**Problem to solve**.
Revise the lines of the material from the one containing "Expected: the position of each instance of the long" through the end, inclusive, replacing "long white table" with "long banquet table" and leaving everything else unchanged.
───── Records for this task
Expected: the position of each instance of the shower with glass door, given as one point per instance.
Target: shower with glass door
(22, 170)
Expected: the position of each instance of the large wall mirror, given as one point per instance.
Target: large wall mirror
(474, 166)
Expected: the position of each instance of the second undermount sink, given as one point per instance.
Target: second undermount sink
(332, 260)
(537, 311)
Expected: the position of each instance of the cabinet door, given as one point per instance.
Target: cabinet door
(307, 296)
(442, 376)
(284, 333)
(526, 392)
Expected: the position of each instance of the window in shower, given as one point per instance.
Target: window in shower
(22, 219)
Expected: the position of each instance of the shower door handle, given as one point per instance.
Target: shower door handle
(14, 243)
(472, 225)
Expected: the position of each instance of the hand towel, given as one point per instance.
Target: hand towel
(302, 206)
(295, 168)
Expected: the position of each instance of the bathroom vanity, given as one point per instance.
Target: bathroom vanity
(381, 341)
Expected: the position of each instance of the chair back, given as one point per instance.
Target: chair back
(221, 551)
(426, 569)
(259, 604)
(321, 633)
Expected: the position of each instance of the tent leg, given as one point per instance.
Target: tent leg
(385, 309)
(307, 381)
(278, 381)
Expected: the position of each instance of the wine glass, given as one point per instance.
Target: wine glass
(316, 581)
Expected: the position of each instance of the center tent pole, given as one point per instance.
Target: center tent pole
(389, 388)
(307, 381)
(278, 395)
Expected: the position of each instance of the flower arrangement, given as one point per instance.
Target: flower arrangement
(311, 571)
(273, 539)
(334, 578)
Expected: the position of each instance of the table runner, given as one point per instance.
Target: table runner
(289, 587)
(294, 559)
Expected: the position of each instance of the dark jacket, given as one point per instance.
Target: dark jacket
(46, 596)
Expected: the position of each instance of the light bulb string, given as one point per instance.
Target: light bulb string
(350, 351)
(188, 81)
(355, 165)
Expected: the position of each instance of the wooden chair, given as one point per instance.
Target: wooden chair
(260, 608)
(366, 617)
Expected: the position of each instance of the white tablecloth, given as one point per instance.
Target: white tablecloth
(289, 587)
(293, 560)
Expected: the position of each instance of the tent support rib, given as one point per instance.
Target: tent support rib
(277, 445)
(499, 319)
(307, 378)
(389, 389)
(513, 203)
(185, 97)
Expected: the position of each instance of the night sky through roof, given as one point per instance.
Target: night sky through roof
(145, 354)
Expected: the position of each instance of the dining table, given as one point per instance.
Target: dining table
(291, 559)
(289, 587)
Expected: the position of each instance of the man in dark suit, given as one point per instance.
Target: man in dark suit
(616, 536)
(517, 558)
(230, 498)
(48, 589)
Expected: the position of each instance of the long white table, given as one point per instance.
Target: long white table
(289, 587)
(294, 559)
──────────
**Result**.
Expected: the position of each instance of the long banquet table, given as one point per instance.
Target: long banquet table
(289, 587)
(294, 559)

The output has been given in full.